## start Provided passage
After that, I tried the same thing without DMA by comment out like this.
In this case spurious IRQ never occurred. 

diff --git a/arch/arm/mach-shmobile/board-kzm9g.c b/arch/arm/mach-shmobile/board
index 765f60a..d5e6609 100644
--- a/arch/arm/mach-shmobile/board-kzm9g.c
+++ b/arch/arm/mach-shmobile/board-kzm9g.c
@@ -389,8 +389,8 @@ static struct resource sh_mmcif_resources[] = {
 static struct sh_mmcif_plat_data sh_mmcif_platdata = {
        .ocr            = MMC_VDD_165_195,
        .caps           = MMC_CAP_8_BIT_DATA | MMC_CAP_NONREMOVABLE,
-       .slave_id_tx    = SHDMA_SLAVE_MMCIF_TX,
-       .slave_id_rx    = SHDMA_SLAVE_MMCIF_RX,
+       /*.slave_id_tx  = SHDMA_SLAVE_MMCIF_TX,*/
+       /*.slave_id_rx  = SHDMA_SLAVE_MMCIF_RX,*/
 };




^ permalink raw reply related	[flat|nested] 15+ messages in thread

* Re: [PATCH] mmc: sh-mmcif: avoid Oops on spurious interrupts
  2012-09-18  8:44                                   ` Tetsuyuki Kobayashi
@ 2012-09-18  8:56                                     ` Guennadi Liakhovetski
  0 siblings, 0 replies; 15+ messages in thread
From: Guennadi Liakhovetski @ 2012-09-18  8:56 UTC (permalink / raw)
  To: Tetsuyuki Kobayashi
  Cc: yusuke.goda.sx, Kuninori Morimoto, Paul Mundt, Magnus, linux-sh,
	Kuninori Morimoto, linux-mmc

On Tue, 18 Sep 2012, Tetsuyuki Kobayashi wrote:

> Hello Guennadi
> 
> (09/18/2012 05:02 PM), Tetsuyuki Kobayashi wrote:
> 
> >>>> (2012/08/22 15:49), Guennadi Liakhovetski wrote:
> >>>>> On some systems, e.g., kzm9g, MMCIF interfaces can produce spurious
> >>>>> interrupts without any active request. To prevent the Oops, that results
> >>>>> in such cases, don't dereference the mmc request pointer until we make
> >>>>> sure, that we are indeed processing such a request.
> >>>>>
> >>>>> Reported-by: Tetsuyuki Kobayashi <koba@kmckk.co.jp>
> >>>>> Signed-off-by: Guennadi Liakhovetski <g.liakhovetski@gmx.de>
> >>>>> ---
> >>>>>
> >>>>> Hello Kobayashi-san
> >>>>>
> >>>>> On Mon, 20 Aug 2012, Tetsuyuki Kobayashi wrote:
> >>>>>
> >>>>> ...
> >>>>>
> >>>>>> After applying this patch on kzm9g board, I got this error regarding
> >>>>>> eMMC.
> >>>>>> I think this is another problem.
## end Provided passage
## start Dataset content
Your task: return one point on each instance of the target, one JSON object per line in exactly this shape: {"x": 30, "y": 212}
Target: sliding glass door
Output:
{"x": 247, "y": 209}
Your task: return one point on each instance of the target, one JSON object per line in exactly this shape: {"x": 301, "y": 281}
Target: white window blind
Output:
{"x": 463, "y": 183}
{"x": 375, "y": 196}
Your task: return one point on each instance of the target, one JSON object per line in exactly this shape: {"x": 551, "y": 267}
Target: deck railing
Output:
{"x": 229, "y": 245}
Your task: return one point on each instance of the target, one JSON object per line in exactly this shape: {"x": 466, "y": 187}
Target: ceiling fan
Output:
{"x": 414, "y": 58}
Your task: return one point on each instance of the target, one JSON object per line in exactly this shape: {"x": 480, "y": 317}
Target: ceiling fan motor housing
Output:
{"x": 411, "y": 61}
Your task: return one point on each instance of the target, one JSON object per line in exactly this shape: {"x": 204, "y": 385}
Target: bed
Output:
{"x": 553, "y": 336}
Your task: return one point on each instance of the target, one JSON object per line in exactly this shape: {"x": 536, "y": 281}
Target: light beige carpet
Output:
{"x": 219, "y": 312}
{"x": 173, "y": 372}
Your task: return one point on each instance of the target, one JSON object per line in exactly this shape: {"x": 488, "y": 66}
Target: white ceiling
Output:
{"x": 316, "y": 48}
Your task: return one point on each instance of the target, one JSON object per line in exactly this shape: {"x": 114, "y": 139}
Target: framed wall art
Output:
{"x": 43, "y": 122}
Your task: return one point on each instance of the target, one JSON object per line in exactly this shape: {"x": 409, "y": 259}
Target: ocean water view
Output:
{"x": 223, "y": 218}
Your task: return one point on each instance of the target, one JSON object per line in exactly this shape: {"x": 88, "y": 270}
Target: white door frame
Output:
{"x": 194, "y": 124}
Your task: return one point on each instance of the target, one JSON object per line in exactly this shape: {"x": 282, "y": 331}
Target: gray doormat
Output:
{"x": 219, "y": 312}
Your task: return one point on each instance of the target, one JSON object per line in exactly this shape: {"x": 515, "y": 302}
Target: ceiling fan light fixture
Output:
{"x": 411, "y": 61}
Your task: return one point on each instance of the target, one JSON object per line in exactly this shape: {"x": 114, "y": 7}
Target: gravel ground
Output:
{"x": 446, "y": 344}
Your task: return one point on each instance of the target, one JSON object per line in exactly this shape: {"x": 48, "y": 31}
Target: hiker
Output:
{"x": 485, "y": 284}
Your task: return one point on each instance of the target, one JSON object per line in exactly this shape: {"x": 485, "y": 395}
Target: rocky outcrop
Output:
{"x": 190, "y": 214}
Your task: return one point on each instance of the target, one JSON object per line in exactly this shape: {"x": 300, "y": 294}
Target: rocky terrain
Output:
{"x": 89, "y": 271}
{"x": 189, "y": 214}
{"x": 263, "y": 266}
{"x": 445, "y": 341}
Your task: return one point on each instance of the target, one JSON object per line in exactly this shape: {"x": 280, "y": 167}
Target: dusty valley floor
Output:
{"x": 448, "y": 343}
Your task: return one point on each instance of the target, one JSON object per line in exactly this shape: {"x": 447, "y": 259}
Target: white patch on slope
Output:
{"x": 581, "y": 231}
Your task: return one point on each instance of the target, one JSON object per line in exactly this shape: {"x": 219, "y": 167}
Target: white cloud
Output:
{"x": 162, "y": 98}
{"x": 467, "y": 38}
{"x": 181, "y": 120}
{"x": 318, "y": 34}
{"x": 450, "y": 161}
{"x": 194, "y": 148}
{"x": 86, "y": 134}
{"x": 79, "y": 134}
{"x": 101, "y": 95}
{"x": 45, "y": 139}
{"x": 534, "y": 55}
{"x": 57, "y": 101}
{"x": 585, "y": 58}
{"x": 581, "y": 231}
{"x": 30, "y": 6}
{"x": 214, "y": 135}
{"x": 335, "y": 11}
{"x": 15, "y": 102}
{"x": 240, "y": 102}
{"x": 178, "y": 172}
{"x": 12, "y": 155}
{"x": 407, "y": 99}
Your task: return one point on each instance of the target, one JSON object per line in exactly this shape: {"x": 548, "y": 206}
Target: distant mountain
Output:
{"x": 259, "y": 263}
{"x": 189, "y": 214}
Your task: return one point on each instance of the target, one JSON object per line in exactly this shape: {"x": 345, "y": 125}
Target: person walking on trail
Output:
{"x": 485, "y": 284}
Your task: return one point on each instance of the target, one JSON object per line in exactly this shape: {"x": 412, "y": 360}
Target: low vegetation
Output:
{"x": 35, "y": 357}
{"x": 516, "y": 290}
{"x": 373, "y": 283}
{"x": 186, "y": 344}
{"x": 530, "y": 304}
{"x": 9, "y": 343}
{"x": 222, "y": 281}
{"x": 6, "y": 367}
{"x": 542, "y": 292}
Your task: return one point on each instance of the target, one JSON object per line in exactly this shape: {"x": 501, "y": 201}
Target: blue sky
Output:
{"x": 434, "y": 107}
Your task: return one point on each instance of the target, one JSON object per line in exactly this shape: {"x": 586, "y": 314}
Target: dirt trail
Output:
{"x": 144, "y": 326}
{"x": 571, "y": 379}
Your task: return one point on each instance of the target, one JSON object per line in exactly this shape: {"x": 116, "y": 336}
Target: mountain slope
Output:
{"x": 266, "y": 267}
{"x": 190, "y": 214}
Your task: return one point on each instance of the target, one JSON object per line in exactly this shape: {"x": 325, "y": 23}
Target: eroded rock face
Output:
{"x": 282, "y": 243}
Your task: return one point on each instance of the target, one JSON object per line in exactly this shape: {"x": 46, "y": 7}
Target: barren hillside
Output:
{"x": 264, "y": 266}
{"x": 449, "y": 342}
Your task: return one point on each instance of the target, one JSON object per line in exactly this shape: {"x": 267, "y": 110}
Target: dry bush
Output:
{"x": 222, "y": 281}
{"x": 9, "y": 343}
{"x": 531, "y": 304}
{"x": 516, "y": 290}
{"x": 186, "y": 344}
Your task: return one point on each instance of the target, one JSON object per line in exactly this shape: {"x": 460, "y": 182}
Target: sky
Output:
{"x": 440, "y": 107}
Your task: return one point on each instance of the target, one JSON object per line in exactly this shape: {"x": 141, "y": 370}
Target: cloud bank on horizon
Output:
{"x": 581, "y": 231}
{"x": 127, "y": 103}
## end Dataset content
List of tasks -
**a)** Repeat word for word the portion of the thread excerpt starting at "On Tue, 18 Sep" and ending at "such a request.".
**b)** In the thread excerpt, what happened with the spurious IRQ when the test was run without DMA?

Written answers -
**a)**
On Tue, 18 Sep 2012, Tetsuyuki Kobayashi wrote:

> Hello Guennadi
> 
> (09/18/2012 05:02 PM), Tetsuyuki Kobayashi wrote:
> 
> >>>> (2012/08/22 15:49), Guennadi Liakhovetski wrote:
> >>>>> On some systems, e.g., kzm9g, MMCIF interfaces can produce spurious
> >>>>> interrupts without any active request. To prevent the Oops, that results
> >>>>> in such cases, don't dereference the mmc request pointer until we make
> >>>>> sure, that we are indeed processing such a request.

**b)** The spurious IRQ never occurred.